* [EXERCISE TASK]:
Reproduce the material from its start through the line that contains "top-left (11, 168), bottom-right (61, 197)", substituting "lifted arm" for "raised arm" and changing nothing else. Leave the pictures out.

* [ITEMS]:
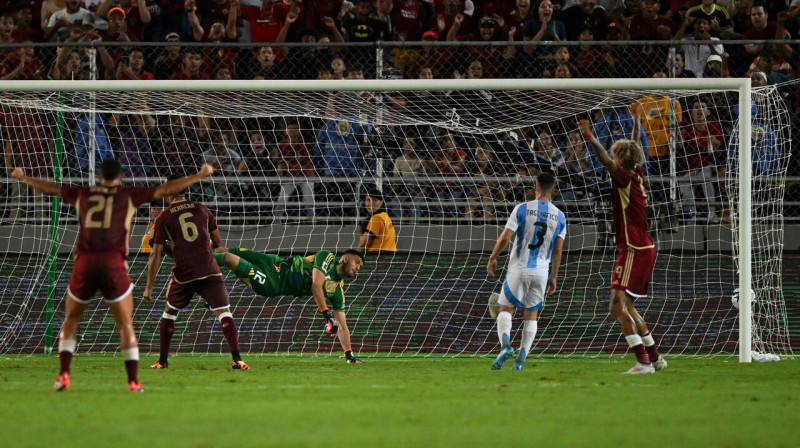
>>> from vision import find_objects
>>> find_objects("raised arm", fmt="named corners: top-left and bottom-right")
top-left (153, 163), bottom-right (214, 199)
top-left (486, 229), bottom-right (514, 277)
top-left (578, 120), bottom-right (617, 174)
top-left (11, 168), bottom-right (61, 197)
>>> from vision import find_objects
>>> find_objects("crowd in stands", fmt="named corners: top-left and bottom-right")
top-left (0, 0), bottom-right (800, 219)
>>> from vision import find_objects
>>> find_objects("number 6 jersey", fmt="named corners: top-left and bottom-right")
top-left (506, 199), bottom-right (567, 275)
top-left (153, 199), bottom-right (222, 283)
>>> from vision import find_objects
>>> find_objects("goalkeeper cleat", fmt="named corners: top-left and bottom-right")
top-left (231, 361), bottom-right (250, 370)
top-left (53, 372), bottom-right (69, 392)
top-left (150, 361), bottom-right (169, 369)
top-left (492, 345), bottom-right (514, 370)
top-left (622, 362), bottom-right (656, 375)
top-left (653, 355), bottom-right (667, 372)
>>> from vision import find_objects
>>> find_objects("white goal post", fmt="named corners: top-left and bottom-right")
top-left (0, 78), bottom-right (776, 363)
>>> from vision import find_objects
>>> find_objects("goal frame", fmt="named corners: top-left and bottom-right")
top-left (0, 78), bottom-right (753, 363)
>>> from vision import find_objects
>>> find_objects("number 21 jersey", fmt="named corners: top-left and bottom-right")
top-left (506, 199), bottom-right (567, 275)
top-left (61, 185), bottom-right (156, 257)
top-left (153, 200), bottom-right (222, 283)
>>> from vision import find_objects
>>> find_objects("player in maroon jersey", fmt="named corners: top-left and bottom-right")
top-left (580, 109), bottom-right (667, 374)
top-left (144, 175), bottom-right (250, 370)
top-left (11, 159), bottom-right (214, 392)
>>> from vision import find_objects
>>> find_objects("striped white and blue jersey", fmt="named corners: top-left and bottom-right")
top-left (506, 199), bottom-right (567, 275)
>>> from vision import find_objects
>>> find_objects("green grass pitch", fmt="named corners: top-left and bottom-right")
top-left (0, 355), bottom-right (800, 448)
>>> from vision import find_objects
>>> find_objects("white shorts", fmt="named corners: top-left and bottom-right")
top-left (497, 271), bottom-right (547, 311)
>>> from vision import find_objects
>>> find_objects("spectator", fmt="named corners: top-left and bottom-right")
top-left (0, 41), bottom-right (46, 81)
top-left (100, 7), bottom-right (131, 70)
top-left (522, 0), bottom-right (567, 56)
top-left (241, 0), bottom-right (289, 61)
top-left (203, 131), bottom-right (242, 197)
top-left (117, 49), bottom-right (156, 81)
top-left (97, 0), bottom-right (151, 42)
top-left (464, 146), bottom-right (497, 218)
top-left (447, 14), bottom-right (516, 78)
top-left (236, 132), bottom-right (276, 201)
top-left (673, 16), bottom-right (725, 78)
top-left (393, 137), bottom-right (431, 224)
top-left (622, 0), bottom-right (674, 77)
top-left (153, 33), bottom-right (183, 79)
top-left (592, 107), bottom-right (650, 174)
top-left (12, 2), bottom-right (44, 42)
top-left (69, 109), bottom-right (114, 176)
top-left (434, 135), bottom-right (467, 217)
top-left (108, 95), bottom-right (156, 177)
top-left (244, 47), bottom-right (282, 79)
top-left (686, 0), bottom-right (733, 37)
top-left (428, 0), bottom-right (474, 40)
top-left (747, 47), bottom-right (795, 84)
top-left (278, 12), bottom-right (344, 79)
top-left (275, 121), bottom-right (317, 223)
top-left (664, 50), bottom-right (697, 78)
top-left (556, 0), bottom-right (610, 40)
top-left (408, 31), bottom-right (455, 78)
top-left (44, 0), bottom-right (94, 41)
top-left (390, 0), bottom-right (432, 41)
top-left (575, 25), bottom-right (611, 78)
top-left (680, 100), bottom-right (724, 219)
top-left (334, 0), bottom-right (391, 78)
top-left (186, 0), bottom-right (239, 69)
top-left (314, 98), bottom-right (364, 177)
top-left (703, 53), bottom-right (730, 78)
top-left (170, 47), bottom-right (208, 80)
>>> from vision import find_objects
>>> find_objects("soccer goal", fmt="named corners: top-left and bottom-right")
top-left (0, 79), bottom-right (792, 362)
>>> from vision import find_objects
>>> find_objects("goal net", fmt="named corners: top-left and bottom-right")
top-left (0, 79), bottom-right (792, 356)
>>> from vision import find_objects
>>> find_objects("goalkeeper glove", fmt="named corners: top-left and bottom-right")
top-left (344, 350), bottom-right (364, 364)
top-left (320, 308), bottom-right (339, 336)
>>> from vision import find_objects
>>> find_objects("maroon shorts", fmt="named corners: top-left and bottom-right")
top-left (167, 275), bottom-right (230, 311)
top-left (67, 251), bottom-right (133, 304)
top-left (611, 247), bottom-right (656, 298)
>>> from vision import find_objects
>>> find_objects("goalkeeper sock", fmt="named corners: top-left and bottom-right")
top-left (219, 311), bottom-right (241, 361)
top-left (520, 320), bottom-right (539, 359)
top-left (158, 313), bottom-right (178, 364)
top-left (122, 347), bottom-right (139, 383)
top-left (625, 333), bottom-right (650, 364)
top-left (58, 338), bottom-right (78, 373)
top-left (642, 331), bottom-right (659, 362)
top-left (497, 311), bottom-right (511, 347)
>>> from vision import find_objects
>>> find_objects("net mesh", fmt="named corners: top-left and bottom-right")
top-left (0, 83), bottom-right (792, 356)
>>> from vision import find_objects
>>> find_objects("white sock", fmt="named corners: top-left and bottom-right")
top-left (58, 338), bottom-right (78, 353)
top-left (121, 347), bottom-right (139, 361)
top-left (497, 311), bottom-right (511, 346)
top-left (520, 320), bottom-right (539, 359)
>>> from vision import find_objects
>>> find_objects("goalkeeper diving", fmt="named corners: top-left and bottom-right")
top-left (214, 247), bottom-right (364, 364)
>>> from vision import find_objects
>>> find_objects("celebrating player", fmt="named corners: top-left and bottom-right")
top-left (486, 172), bottom-right (567, 370)
top-left (11, 159), bottom-right (214, 392)
top-left (214, 247), bottom-right (364, 364)
top-left (144, 175), bottom-right (250, 370)
top-left (580, 115), bottom-right (667, 374)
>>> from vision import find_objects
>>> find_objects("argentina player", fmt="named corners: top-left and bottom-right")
top-left (486, 173), bottom-right (567, 370)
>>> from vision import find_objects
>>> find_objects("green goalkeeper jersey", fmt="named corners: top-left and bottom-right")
top-left (228, 247), bottom-right (344, 311)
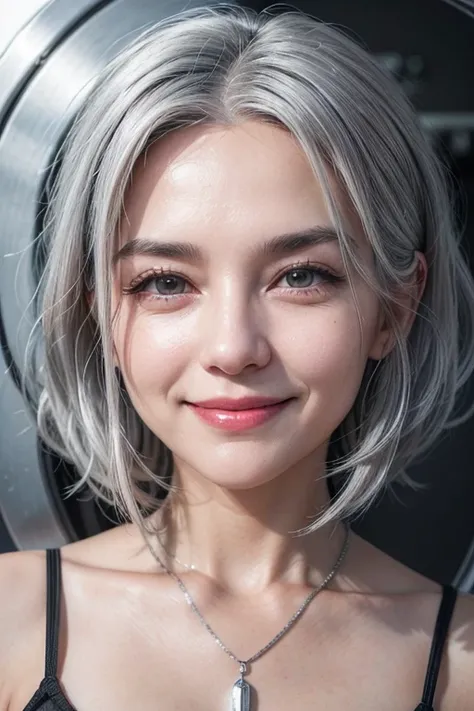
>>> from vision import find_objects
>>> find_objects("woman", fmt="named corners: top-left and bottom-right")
top-left (0, 6), bottom-right (474, 711)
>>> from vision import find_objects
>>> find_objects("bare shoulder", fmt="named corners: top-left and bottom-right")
top-left (442, 592), bottom-right (474, 711)
top-left (0, 551), bottom-right (46, 696)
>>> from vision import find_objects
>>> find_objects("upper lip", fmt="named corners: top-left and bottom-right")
top-left (186, 396), bottom-right (290, 410)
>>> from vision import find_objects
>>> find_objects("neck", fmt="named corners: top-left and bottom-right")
top-left (148, 460), bottom-right (346, 594)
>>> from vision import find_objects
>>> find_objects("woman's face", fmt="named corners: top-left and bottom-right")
top-left (114, 122), bottom-right (387, 489)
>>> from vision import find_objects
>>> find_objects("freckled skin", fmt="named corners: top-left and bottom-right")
top-left (114, 122), bottom-right (408, 500)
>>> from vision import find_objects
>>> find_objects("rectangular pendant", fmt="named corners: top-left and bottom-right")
top-left (232, 679), bottom-right (250, 711)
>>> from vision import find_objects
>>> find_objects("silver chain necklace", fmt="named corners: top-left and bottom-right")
top-left (148, 523), bottom-right (350, 711)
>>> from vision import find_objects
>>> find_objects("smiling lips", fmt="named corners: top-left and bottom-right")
top-left (186, 397), bottom-right (294, 432)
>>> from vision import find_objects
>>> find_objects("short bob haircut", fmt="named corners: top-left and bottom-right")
top-left (23, 3), bottom-right (474, 537)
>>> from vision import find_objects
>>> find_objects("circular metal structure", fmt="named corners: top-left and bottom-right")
top-left (0, 0), bottom-right (218, 549)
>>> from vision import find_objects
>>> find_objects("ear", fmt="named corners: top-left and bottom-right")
top-left (369, 252), bottom-right (428, 360)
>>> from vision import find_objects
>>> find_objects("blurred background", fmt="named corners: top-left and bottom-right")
top-left (0, 0), bottom-right (474, 593)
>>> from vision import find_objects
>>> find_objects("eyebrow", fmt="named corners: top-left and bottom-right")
top-left (112, 225), bottom-right (358, 267)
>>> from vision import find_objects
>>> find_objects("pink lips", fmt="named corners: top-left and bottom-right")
top-left (186, 397), bottom-right (293, 432)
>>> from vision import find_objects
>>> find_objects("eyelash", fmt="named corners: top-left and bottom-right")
top-left (123, 260), bottom-right (345, 301)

* [COMPLETED EXERCISE]:
>>> from vision import find_objects
>>> find_objects("lifted arm", fmt="named corners: top-left and bottom-right")
top-left (153, 163), bottom-right (214, 199)
top-left (486, 229), bottom-right (514, 277)
top-left (578, 120), bottom-right (617, 174)
top-left (11, 168), bottom-right (61, 197)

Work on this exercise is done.